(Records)
▬▬▬▬▬▬▬▬▬▬

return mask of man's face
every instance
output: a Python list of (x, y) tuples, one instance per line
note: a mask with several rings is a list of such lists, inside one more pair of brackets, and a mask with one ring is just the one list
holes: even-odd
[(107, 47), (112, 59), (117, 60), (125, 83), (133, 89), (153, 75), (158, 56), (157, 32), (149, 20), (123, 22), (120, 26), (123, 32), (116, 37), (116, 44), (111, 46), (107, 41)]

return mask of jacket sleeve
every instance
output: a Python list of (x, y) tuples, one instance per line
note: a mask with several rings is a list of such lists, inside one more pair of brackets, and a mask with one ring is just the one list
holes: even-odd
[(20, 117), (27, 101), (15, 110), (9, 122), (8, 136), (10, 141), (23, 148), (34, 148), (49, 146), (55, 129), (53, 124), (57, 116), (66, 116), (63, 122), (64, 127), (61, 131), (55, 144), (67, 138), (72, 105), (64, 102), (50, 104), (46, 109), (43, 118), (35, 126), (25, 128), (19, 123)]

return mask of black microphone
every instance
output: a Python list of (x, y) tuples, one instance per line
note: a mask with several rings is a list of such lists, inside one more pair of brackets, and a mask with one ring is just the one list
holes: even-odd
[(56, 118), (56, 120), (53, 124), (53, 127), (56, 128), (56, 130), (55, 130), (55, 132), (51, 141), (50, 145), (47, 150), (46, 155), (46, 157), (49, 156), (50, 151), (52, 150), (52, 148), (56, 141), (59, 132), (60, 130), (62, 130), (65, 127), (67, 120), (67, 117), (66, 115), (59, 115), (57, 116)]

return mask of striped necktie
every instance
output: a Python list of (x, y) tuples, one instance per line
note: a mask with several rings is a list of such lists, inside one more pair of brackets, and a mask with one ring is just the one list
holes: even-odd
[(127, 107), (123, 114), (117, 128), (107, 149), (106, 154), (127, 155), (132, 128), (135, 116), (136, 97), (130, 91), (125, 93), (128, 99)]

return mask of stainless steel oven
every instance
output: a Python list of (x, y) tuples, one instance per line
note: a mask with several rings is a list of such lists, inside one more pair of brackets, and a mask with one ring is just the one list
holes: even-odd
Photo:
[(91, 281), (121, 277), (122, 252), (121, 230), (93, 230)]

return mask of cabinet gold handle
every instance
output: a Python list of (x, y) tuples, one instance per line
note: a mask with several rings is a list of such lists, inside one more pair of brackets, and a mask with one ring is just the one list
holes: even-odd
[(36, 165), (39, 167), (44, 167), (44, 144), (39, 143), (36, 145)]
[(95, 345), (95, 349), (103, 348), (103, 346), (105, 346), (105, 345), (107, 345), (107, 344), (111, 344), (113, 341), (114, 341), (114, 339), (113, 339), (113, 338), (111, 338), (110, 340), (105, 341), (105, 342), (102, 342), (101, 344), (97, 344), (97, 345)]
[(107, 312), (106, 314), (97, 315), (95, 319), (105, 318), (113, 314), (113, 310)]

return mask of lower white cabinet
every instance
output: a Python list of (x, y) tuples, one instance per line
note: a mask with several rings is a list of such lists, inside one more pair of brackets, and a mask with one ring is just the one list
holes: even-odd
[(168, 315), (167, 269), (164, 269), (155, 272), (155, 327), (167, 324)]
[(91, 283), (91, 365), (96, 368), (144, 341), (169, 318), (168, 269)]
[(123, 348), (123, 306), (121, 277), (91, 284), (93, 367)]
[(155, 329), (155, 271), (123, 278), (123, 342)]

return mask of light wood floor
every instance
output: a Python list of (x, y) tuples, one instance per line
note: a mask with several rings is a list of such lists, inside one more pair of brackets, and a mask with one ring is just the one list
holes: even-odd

▬▬▬▬▬▬▬▬▬▬

Objective: Reproduce verbatim the lines of the listing that begin with the line containing "return mask of lower white cabinet" and continue through the end of the listing.

Written solution:
return mask of lower white cabinet
every instance
output: a Python list of (x, y) tuples, one instance per line
note: a mask with several rings is a list of such lists, inside one more pair of brackets, and a mask with one ring is just the one list
holes: even-odd
[(168, 315), (167, 269), (164, 269), (155, 272), (155, 327), (167, 324)]
[(91, 283), (91, 365), (96, 368), (144, 341), (169, 318), (168, 269)]
[(123, 348), (123, 306), (121, 277), (91, 284), (93, 367)]
[(155, 329), (155, 271), (123, 278), (123, 342)]

return mask of light wood floor
every instance
output: a Python list of (x, y) tuples, one instance per line
note: a mask with several rings is a list of such lists, inside one more pair of brackets, and a mask with one ring is just the one list
holes: even-odd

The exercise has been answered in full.